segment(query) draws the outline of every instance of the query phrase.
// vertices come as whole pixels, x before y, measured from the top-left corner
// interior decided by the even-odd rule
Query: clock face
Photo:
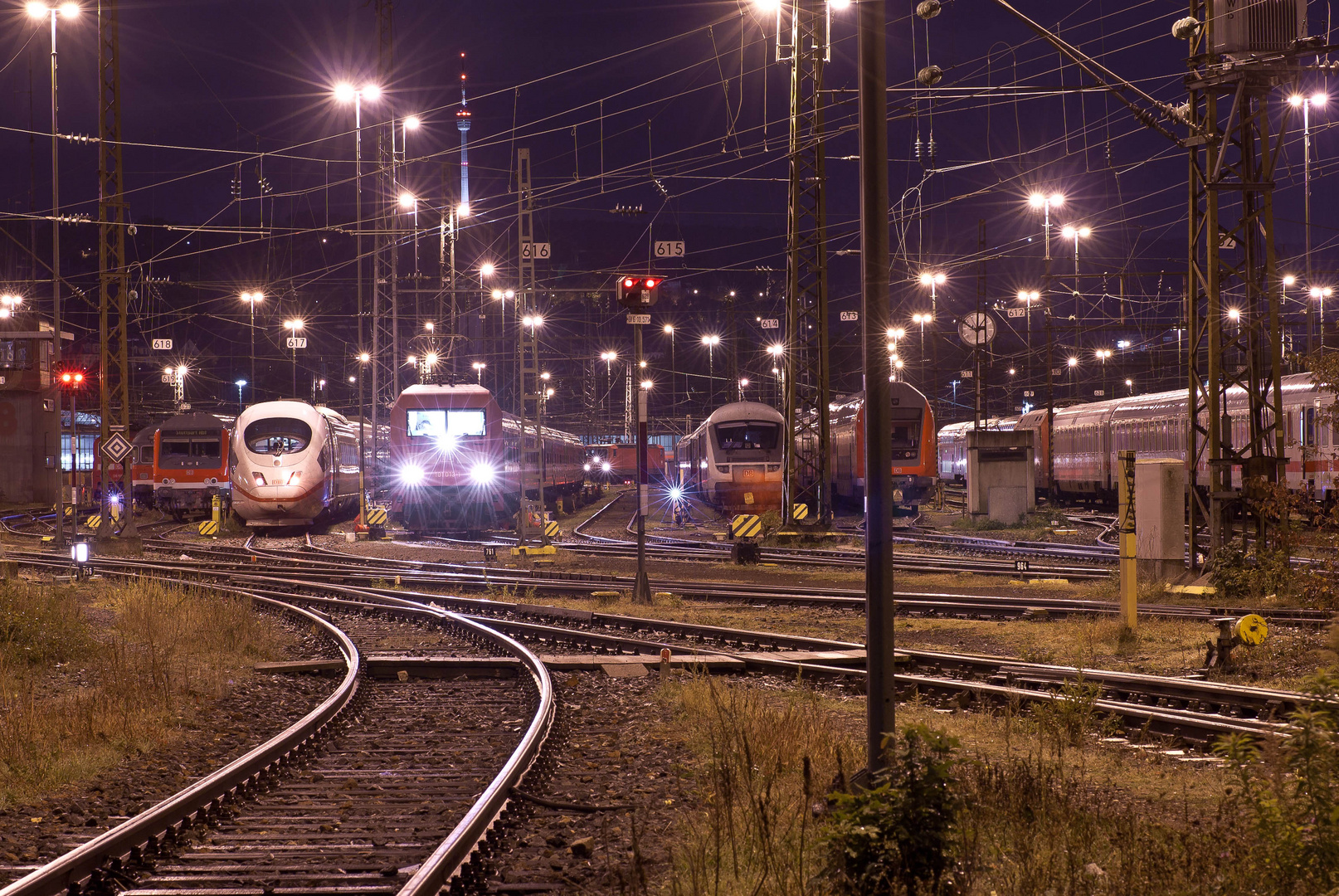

· · · · ·

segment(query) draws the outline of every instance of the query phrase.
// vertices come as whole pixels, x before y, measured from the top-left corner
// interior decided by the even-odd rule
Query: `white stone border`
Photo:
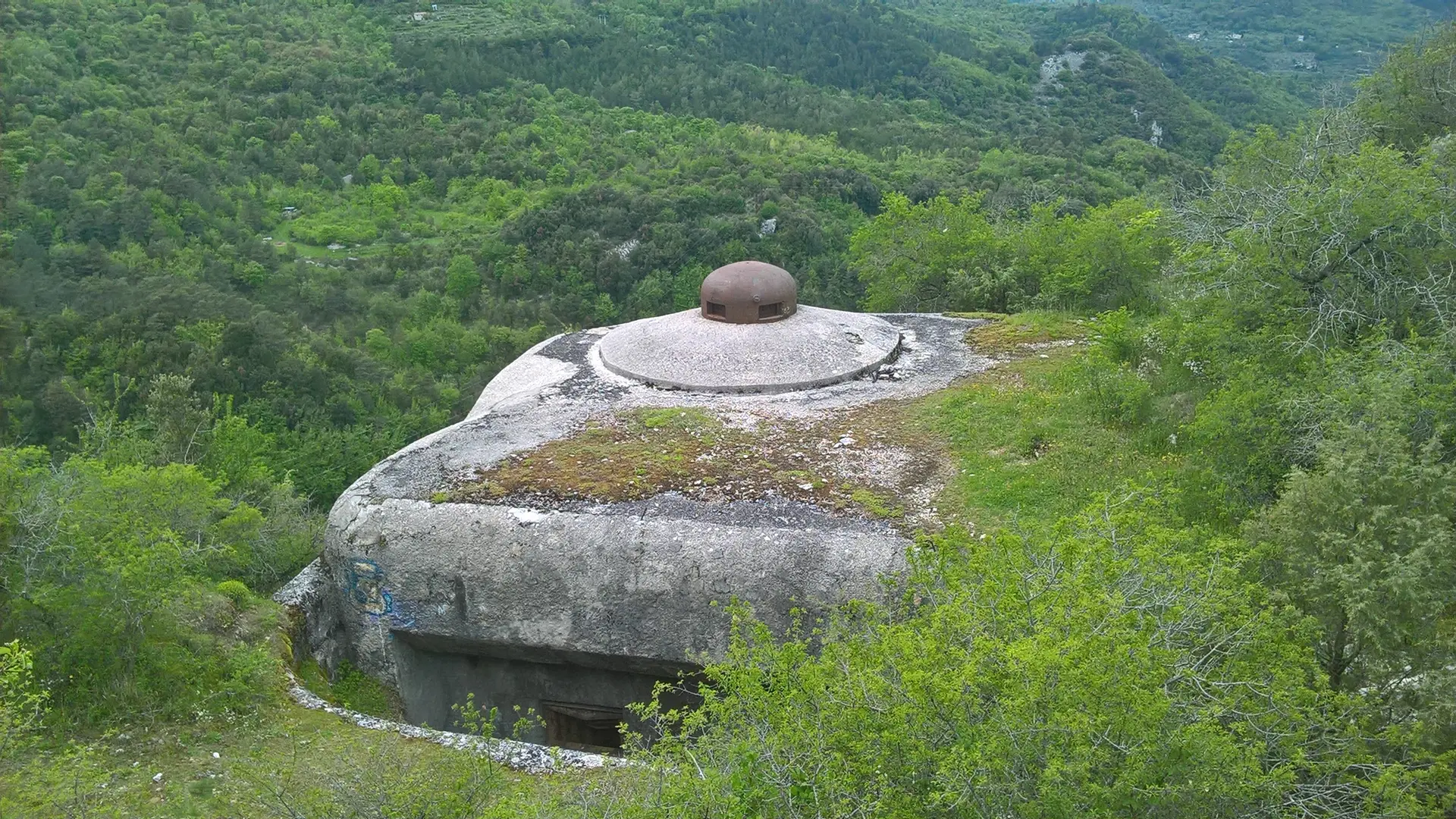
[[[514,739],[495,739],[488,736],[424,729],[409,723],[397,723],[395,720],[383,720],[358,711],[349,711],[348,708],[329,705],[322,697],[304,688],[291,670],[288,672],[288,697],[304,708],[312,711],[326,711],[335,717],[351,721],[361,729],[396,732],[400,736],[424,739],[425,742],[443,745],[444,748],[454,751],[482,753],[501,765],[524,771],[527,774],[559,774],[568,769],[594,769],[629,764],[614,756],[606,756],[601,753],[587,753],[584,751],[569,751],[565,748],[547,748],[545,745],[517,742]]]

· · · · ·

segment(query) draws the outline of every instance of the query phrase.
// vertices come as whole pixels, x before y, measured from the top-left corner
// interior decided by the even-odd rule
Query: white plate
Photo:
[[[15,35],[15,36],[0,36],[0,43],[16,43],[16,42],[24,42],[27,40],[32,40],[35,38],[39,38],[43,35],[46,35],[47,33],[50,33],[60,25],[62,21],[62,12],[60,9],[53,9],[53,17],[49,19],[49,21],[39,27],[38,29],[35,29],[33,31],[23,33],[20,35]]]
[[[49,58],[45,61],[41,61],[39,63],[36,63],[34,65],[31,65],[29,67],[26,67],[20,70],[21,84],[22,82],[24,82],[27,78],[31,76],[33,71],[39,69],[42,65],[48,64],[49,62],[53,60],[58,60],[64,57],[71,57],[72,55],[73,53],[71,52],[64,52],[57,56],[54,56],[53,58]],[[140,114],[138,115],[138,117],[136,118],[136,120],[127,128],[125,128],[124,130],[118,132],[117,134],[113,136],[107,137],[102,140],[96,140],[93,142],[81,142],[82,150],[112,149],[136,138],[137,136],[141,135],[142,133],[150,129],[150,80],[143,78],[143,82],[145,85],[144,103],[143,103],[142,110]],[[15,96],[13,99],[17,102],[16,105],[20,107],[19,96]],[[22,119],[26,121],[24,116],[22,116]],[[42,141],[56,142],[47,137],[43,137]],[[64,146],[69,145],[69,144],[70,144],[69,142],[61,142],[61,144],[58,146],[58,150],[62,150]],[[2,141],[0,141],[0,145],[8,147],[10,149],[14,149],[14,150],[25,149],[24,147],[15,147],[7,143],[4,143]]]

· · · · ·

▶ [Given instruction]:
How many lines of the data above contain the word "white"? Reply with the number alone.

▶ [Answer to this problem]:
2